## Assignment
Beginning with the line that contains "Example: <point>825,419</point>", output each line below exactly through the last one, both included, and nothing else.

Data excerpts
──────────────────────────────
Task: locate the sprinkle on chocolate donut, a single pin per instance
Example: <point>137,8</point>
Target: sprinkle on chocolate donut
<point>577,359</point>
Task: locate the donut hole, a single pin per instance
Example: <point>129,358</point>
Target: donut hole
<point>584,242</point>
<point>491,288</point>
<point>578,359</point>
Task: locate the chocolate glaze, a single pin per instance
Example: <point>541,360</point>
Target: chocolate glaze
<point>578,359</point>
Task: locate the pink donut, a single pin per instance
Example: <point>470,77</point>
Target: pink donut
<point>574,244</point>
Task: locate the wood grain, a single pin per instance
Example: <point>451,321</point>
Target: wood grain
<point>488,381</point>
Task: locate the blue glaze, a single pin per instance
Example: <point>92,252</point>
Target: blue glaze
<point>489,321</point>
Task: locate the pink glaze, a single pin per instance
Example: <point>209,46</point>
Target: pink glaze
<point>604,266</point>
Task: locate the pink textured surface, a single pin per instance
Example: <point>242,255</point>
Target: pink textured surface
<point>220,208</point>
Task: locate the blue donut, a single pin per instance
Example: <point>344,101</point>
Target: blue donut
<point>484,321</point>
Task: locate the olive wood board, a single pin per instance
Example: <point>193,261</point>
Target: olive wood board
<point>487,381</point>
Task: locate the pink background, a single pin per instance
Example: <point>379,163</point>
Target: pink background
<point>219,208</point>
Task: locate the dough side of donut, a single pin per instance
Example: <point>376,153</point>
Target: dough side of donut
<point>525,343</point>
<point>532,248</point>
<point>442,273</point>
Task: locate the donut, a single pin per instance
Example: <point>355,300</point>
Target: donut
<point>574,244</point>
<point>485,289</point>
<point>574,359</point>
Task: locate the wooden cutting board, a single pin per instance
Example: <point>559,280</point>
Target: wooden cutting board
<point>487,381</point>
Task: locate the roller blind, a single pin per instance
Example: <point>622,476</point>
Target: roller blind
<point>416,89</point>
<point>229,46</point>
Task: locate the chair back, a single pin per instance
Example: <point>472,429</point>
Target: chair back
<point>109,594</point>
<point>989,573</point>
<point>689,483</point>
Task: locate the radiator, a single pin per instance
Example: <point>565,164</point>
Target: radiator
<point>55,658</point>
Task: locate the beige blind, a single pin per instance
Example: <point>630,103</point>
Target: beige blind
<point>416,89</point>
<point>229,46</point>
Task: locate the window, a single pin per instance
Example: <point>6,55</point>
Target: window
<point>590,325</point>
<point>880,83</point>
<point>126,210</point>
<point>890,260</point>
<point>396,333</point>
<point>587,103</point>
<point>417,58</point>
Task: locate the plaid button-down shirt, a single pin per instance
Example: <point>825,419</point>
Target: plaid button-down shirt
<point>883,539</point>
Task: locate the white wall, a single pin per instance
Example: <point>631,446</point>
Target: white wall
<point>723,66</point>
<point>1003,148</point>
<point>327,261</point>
──────────────────────────────
## Written answer
Example: <point>825,419</point>
Target: plaid button-down shirt
<point>883,539</point>
Task: locate the white wall, a single pin per instance
Example: <point>631,446</point>
Target: white wall
<point>723,66</point>
<point>1003,148</point>
<point>327,261</point>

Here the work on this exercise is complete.